TASK DETAILS >> In the album page about Take It or Squeeze It, what position did the album reach on the Billboard 200?

══ PASSAGE SHOWN

Studio album by The Beatnuts
- Released: March 20, 2001
- Recorded: May 2000 – January 2001
- Studio: Planet Sound Studios (New York, NY); Chung King Studios;
- Genre: Hip hop
- Length: 50:56
- Label: Loud; Epic;
- Producer: The Beatnuts

The Beatnuts chronology
| A Musical Massacre (1999) | Take It or Squeeze It (2001) | The Originators (2002) |

Singles from Take It or Squeeze It
- "No Escapin' This" Released: February 13, 2001; "Let's Git Doe" Released: May 29, 2001;

= Take It or Squeeze It =

Take It or Squeeze It is the fourth studio album by American hip hop duo The Beatnuts. It was released on March 20, 2001, via Loud Records and Epic Records. Recording sessions took place at Planet Sound Studios and Chung King Studios in New York. Produced by the Beatnuts, it features guest appearances from Marley Metal, Black Attack, Bloody Moon, Fatman Scoop, Greg Nice, Miss Loca, Problemz, Tony Touch, Triple Seis, Willie Stubz, Method Man, and former member Al' Tariq.

The album reached number 51 on the Billboard 200 and number 20 on the Top R&B/Hip-Hop Albums in the United States. It was supported with two singles: "No Escapin' This", which peaked at No. 56 on the Hot R&B/Hip-Hop Songs and No. 12 on the Hot Rap Songs, and "Let's Git Doe", which peaked at No. 87 on the Hot R&B/Hip-Hop Songs and No. 19 on the Hot Rap Songs. The album is now out of print.

Professional ratings
Review scores
| Source | Rating |
| AllMusic | Star |
| HipHopDX | 4/5 |
| NME | Star Half star |
| RapReviews | 8/10 |
| Rolling Stone | Star |
| Robert Christgau | (neither) |
| Spin | 7/10 |
| The New Rolling Stone Album Guide | Star Half star |

==Track listing==

| No. | Title | Writer(s) | Length |
|---|---|---|---|
| 1. | "Intro" |  | 0:58 |
| 2. | "It's da Nuts" | Lester Fernandez; Jerry Tineo; Berntony Smalls; | 4:07 |
| 3. | "Prendelo (Light It Up)" (featuring Tony Touch) | L. Fernandez; Tineo; Joseph Hernandez; | 4:17 |
| 4. | "Contact" (featuring Marley Metal) | L. Fernandez; Tineo; Marley Fernandez; | 4:00 |
| 5. | "Yo Yo Yo" (featuring Greg Nice) | L. Fernandez; Tineo; Greg Mays; | 3:58 |
| 6. | "If It Ain't Gangsta" (featuring Black Attack) | L. Fernandez; Tineo; Sean Boston; | 3:43 |
| 7. | "No Escapin' This" | L. Fernandez; Tineo; | 4:16 |
| 8. | "Who's Comin' Wit da Shit Na" (featuring Willie Stubz) | L. Fernandez; Tineo; William Lora; | 3:25 |
| 9. | "Let's Git Doe" (featuring Fatman Scoop) | L. Fernandez; Tineo; Isaac Freeman; | 3:58 |
| 10. | "Hood Thang" (featuring Miss Loca) | L. Fernandez; Tineo; C. Nieves; | 5:08 |
| 11. | "Hammer Time" (featuring Problemz, Marley Metal and Bloody Moon) | L. Fernandez; Tineo; Smalls; Corey Bullock; M. Fernandez; J.P. Moronta; | 3:46 |
| 12. | "U Don't Want It" (featuring Triple Seis) | L. Fernandez; Tineo; Sammy Garcia; | 3:49 |
| 13. | "Mayonnaise" |  | 1:59 |
| 14. | "Se Acabo (Remix)" (featuring Method Man) | L. Fernandez; Tineo; Clifford Smith; | 3:32 |
| Total length: |  |  | 50:56 |

==Personnel==
- Lester "Psycho Les" Fernandez – vocals, producer, executive producer
- Jerry "JuJu" Tineo – vocals, producer, executive producer
- Berntony "Al' Tariq" Smalls – vocals (tracks: 2, 11)

════
══ LISTING

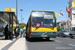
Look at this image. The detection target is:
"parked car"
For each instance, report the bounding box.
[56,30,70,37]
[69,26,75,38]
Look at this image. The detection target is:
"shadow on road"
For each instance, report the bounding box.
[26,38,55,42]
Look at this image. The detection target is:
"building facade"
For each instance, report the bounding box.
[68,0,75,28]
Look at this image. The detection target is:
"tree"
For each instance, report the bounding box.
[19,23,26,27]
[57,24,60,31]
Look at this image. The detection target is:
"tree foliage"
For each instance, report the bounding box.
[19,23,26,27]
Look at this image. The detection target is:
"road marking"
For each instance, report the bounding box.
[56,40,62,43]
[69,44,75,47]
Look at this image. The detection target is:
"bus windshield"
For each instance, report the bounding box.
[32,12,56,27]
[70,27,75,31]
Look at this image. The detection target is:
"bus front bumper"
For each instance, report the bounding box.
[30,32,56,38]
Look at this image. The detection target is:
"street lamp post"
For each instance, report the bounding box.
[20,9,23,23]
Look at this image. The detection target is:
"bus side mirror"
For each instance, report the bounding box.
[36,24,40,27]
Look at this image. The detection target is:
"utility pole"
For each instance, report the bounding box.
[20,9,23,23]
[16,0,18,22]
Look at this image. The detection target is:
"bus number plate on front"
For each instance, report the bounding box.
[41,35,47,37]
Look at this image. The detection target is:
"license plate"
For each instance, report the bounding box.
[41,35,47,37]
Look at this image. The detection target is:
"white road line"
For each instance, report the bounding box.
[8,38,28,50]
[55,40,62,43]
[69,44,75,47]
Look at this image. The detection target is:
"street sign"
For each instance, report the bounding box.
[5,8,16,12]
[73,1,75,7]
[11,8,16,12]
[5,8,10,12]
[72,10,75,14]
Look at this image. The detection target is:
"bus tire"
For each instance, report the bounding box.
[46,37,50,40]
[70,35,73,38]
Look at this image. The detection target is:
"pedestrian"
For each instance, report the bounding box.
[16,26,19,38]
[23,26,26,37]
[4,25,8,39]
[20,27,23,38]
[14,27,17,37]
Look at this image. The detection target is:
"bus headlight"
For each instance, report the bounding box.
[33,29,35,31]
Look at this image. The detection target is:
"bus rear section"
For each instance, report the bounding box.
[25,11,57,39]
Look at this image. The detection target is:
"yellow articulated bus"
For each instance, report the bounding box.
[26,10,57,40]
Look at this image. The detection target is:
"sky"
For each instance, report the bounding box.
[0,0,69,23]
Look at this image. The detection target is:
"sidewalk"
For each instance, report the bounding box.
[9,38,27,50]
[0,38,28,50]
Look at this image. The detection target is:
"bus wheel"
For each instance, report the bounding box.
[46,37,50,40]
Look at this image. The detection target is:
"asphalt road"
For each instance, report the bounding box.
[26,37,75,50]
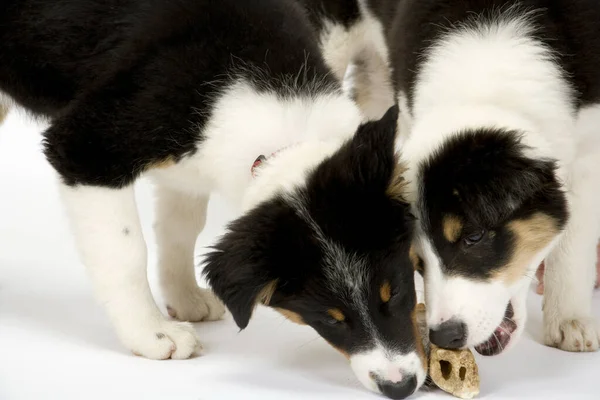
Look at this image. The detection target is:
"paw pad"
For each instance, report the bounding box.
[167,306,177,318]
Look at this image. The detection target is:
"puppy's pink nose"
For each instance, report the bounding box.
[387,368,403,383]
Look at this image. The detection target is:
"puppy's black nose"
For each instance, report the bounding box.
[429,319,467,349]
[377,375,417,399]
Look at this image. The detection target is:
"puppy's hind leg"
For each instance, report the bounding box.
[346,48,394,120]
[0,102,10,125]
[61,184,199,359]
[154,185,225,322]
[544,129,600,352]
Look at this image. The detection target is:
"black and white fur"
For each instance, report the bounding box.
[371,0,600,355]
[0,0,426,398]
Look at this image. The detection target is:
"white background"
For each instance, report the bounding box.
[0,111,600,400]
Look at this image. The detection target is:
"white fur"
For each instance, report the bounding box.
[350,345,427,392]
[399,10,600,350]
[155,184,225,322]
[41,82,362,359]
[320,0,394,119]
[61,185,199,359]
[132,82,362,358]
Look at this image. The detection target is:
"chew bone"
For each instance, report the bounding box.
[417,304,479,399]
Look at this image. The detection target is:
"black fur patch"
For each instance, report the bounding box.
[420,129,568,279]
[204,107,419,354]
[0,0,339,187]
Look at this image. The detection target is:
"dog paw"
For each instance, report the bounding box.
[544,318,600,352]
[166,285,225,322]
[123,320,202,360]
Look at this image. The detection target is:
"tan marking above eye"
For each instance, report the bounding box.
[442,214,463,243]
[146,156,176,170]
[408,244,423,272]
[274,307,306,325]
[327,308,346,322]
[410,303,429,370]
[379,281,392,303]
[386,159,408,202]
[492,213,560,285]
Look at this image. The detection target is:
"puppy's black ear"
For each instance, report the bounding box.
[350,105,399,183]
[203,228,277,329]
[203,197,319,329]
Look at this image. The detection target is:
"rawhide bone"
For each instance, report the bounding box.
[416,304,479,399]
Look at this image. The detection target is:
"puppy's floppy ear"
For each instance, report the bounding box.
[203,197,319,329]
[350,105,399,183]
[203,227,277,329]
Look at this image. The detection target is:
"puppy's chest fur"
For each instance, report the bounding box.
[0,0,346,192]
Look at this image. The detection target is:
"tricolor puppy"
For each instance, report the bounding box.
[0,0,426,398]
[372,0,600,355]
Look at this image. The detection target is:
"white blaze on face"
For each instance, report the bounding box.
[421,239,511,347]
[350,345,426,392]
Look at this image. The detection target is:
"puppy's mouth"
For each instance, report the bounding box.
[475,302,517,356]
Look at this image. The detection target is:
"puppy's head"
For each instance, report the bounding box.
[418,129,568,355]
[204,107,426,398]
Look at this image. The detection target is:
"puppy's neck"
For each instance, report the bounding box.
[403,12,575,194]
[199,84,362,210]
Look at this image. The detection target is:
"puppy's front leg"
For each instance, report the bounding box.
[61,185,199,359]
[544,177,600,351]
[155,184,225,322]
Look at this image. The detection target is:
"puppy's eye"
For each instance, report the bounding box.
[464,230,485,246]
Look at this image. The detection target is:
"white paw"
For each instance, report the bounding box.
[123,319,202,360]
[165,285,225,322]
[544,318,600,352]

════

EXERCISE RESPONSE >> Number 51.